→ Activity: Please repeat all of the records, keeping every word unchanged.

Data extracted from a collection
• • • • • • •

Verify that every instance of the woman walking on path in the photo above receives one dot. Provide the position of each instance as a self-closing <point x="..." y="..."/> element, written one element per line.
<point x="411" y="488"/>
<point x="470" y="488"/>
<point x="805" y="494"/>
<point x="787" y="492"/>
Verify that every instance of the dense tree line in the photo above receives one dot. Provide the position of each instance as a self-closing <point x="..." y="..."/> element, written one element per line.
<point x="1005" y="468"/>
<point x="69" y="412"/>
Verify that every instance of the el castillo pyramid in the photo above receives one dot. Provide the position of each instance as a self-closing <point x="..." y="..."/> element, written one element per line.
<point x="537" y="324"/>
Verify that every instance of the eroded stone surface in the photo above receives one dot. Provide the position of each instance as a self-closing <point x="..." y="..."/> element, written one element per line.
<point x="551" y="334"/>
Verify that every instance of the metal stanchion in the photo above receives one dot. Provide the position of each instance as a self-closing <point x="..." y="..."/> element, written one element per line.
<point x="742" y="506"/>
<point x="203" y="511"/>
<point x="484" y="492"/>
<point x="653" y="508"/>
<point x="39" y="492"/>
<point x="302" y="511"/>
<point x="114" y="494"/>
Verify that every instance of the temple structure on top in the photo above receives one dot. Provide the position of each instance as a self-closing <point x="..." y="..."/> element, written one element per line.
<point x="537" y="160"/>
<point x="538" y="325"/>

• • • • • • •

→ Response:
Verify that every instance of the woman walking on path in the photo above receives one dot. Provide the position of each instance as a self-closing <point x="..." y="..."/> element, written one element per line.
<point x="411" y="488"/>
<point x="470" y="488"/>
<point x="805" y="494"/>
<point x="787" y="492"/>
Verify that every instance of the dense tree line in the photo above receives one dot. Provide the position of each instance as a self-closing <point x="..." y="..."/> element, written one element per line.
<point x="1005" y="468"/>
<point x="69" y="412"/>
Verify that every instance of the el castillo pyramid in the photo above receives one dot. Provide the position of each instance as a self-closing <point x="..." y="..."/> element, written one element per line.
<point x="537" y="324"/>
Verify that every instance of the eroded stone surface in the photo above receives one dot. Provide the position of each instance as a self-closing <point x="..." y="..."/> element, written one element per line.
<point x="551" y="334"/>
Verify that every instance of the metal stanchion in the photo above receives one dot. Provide the position of each instance as a self-closing <point x="..." y="..."/> element, written one element per line.
<point x="742" y="506"/>
<point x="203" y="511"/>
<point x="484" y="492"/>
<point x="653" y="508"/>
<point x="39" y="492"/>
<point x="302" y="511"/>
<point x="114" y="494"/>
Verify that every instance of the temple structure on top in the photo above receives one dot. Provide the position of each instance as a self-closing <point x="..." y="..."/> element, written one element per line.
<point x="537" y="160"/>
<point x="538" y="325"/>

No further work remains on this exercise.